> Short exercise
Express the entries below as a two-column CSV with the header request,answer, one row per entry, putting its text and its answer each in one quoted field with line breaks turned into spaces. Leave the pictures out of the answer.

======

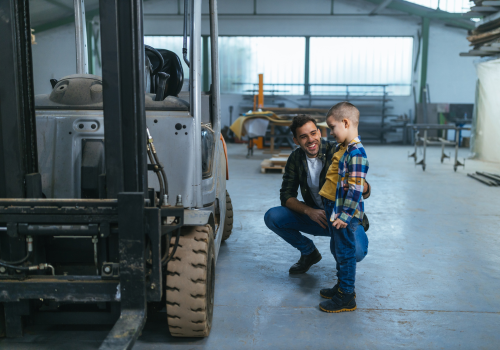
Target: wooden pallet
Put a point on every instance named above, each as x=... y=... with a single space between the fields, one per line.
x=274 y=164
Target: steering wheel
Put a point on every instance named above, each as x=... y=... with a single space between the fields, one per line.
x=156 y=59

======

> Solution to the problem
request,answer
"Target: wooden pallet Put a point on every instance named above, each as x=... y=... with a single space between the fields, one per line.","x=274 y=164"
"Target: steering wheel Put a point on every instance named above, each as x=... y=... with a single space between the fields, one per line.","x=156 y=59"